TEKSTFRAGMENT
————————

Jan

Brons (1993)

Jan van de Hoek was één van de eersten in Nederland die een oude motorklipper weer zeilend maakte. Met zijn ‘Vertrouwen’ voer hij rond. Vaak met passagiers. Omdat dat nog nauwelijks voorkwam, waren er nog geen regels. Het was dan ook rommelig en primitief, maar gezellig bij hem aan boord. Op zijn oude piano speelde hij zeemansliederen.

Maar Jan kreeg Bechterev. Zijn rug groeide krom en zijn botten deden hem pijn. Het zeilen viel hem zwaar. De bodem van de fles genever kwam steeds sneller in zicht. De toetsen van zijn piano kleefden aan elkaar vast door de glazen berenburg die bij het overstag gaan omvielen. Maar zijn gevoel voor romantiek en zijn liefde voor vrouwen, muziek en poëzie, bleven overeind.

————————

GEGEVENSDEEL
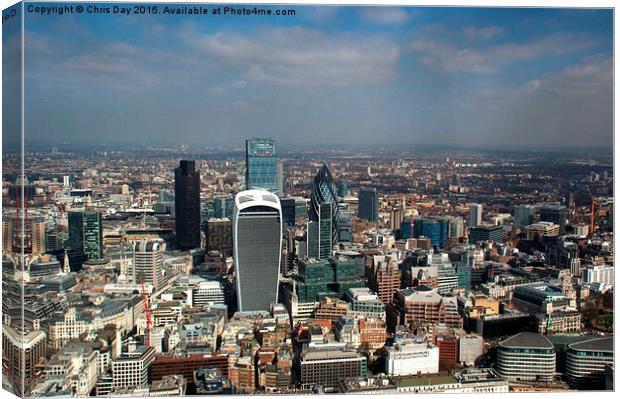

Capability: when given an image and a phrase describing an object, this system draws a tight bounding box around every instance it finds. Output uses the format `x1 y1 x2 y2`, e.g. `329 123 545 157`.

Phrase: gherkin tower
308 164 340 243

————————

OPDRACHTEN
(A) Wat speelde Jan van de Hoek op zijn oude piano, volgens het tekstfragment over hem?
(B) Schrijf het verhaal over Jan van de Hoek verder, te beginnen na de laatste zin.

ANTWOORDEN PER OPDRACHT
(A) Zeemansliederen.

(B)
In die tijd lag Jan met zijn schip in het Nieuwendammer kanaal. Ik werkte aan de overkant van het IJ.  Ik kwam vaak bij hem. Wij deelden de liefde voor gedichten. Ik las gedichten voor hem en hij zocht weer andere voor mij uit. Soms schreven we zelf. Maar bij het vorderen van de avond en de inmiddels tweede aangebroken geneverfles kwam onvermijdelijk het moment dat ik wilde opstappen. Dat vond hij niet leuk.  Op een avond gooide hij de trossen los.

“Maar Jan, wat doe je nou?”
“We gaan varen”
“Maar Jan, ik moet morgen aan het werk”
“Let maar op. Ik zorg ervoor dat jij morgen op tijd bent.”
En zo voer hij weg. Midden op het IJ ging hij voor anker.
En ja, s’ochtends zette hij me netjes af aan de overkant.
Op tijd!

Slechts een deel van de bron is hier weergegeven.